# Document excerpt
-------

Also, companies often do a poor job capturing and mining internal data. Every company should segment their reporting by channel, customer, product categories, etc. Surveying your strategy participants is also a useful way to gather information and rank strategic issues by importance.
If you’re a really small company, these principles may be executed with five people but it is still the same.
3. Expect preparation
Strategic planning is garbage in, garbage out. Every person participating in strategic planning should be expected to prepare for a strategy conversation. This can be by developing information or learning more about the mechanics of the business.
4. Create the right environment
Creating a safe harbour, a place where people feel safe about having strategy conversations is as important as making sure the physical environment (such as an off-site location) is suited to creativity. Many companies hire facilitators to keep the meeting on track.
5. Build your plan
Entrepreneurs have a lot of anxiety about writing a plan. However this is actually the easy part if you have done your homework. Components of a strategic plan usually include; an executive summary, financial projections, SWOT analysis, external factors, market/competitive analysis, vision map and action plan.

-------

# Supplied records

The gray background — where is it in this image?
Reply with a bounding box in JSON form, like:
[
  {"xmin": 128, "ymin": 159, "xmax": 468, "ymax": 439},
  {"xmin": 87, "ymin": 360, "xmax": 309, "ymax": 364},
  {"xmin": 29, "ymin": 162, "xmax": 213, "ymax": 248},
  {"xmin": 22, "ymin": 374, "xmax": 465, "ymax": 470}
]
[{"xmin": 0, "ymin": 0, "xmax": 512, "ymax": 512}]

-------

# Work instruction A
In the strategic planning text, what do many companies hire to keep the meeting on track?
# Work instruction B
Translate this sentence from the strategic planning text into Spanish: "Every person participating in strategic planning should be expected to prepare for a strategy conversation."
# Work instruction C
Extend the strategic planning text beyond its final sentence.

# Your response A
Facilitators.

# Your response B
Se debe esperar que cada persona que participe en la planificación estratégica se prepare para una conversación sobre estrategia.

# Your response C
6. Focus on growth and value
Often companies engage in operational planning and call it strategic planning. Continuing to do what you have always done is not strategy at all (unless you have weighed alternatives). Focus on how you will grow the business, what product or service innovations will improve the customer experience?
7. Organise around strategic objectives and an actionable plan
The number one thing that should come out of a strategic plan is unity. Having about four or five overarching objectives that serve as a script for the management team. They should be illustrated in some form of vision map that can be shared with managers (and perhaps all employees).
I get to clean up after a lot of companies who hold strategy sessions and fail to put their strategy into action. Don’t even bother doing strategic planning if you don’t come out of it with an actionable plan, with an assigned champion and due dates. When action items are organised by objectives, the objectives remain alive even after action items are completed.
8. Gamify
The most successful companies I’ve been around are the ones with clear intention about converting their strategic plan into their corporate DNA. They do this by:
- Sharing their vision map with a broad group of people
- Building a corporate scorecard
- Tie their performance management (including incentive plans) back to the strategy
- Celebrate wins and engage their employees in the process.
9. Execute relentlessly
As Mike Tyson once said, “everyone has a plan until they get punched in the mouth.”
If you only take one thing from this post it should be this: MEET WITH YOUR TEAM EVERY MONTH OR QUARTER TO REVIEW THE STRATEGY AND ACTION PLAN, PERIOD.
10. Think of strategic planning as a process and not an event
Companies operate on all types of cycles. Whether you engage in strategic planning annually or quarterly, it must be a repeatable process (strategy, budget, scorecard, performance management, action plan). Rinse and repeat every year.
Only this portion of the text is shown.